(Referring expression pointing data)
_____

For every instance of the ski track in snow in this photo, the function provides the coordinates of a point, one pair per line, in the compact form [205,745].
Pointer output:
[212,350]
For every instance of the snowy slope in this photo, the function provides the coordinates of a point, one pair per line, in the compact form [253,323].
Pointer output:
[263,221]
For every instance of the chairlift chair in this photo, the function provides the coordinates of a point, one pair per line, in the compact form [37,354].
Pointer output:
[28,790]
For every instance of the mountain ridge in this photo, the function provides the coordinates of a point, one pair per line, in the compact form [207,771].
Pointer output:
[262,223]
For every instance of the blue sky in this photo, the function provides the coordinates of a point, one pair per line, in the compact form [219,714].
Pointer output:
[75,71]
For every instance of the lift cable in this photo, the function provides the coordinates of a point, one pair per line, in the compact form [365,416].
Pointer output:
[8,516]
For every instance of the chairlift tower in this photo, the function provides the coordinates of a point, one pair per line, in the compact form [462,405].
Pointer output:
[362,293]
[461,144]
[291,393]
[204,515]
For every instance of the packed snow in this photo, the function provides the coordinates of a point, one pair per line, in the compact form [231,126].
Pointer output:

_____

Directions for this task | Search the data for the string "chairlift". List each line that has it.

Task result |
For every instance of the chairlift chair in this photo, the function provides the coordinates of a point, one pair per line, in the compact form [37,354].
For every instance of the chairlift tower in this photo, the function provides the coordinates of a point, one pair per line, in the compact form [462,405].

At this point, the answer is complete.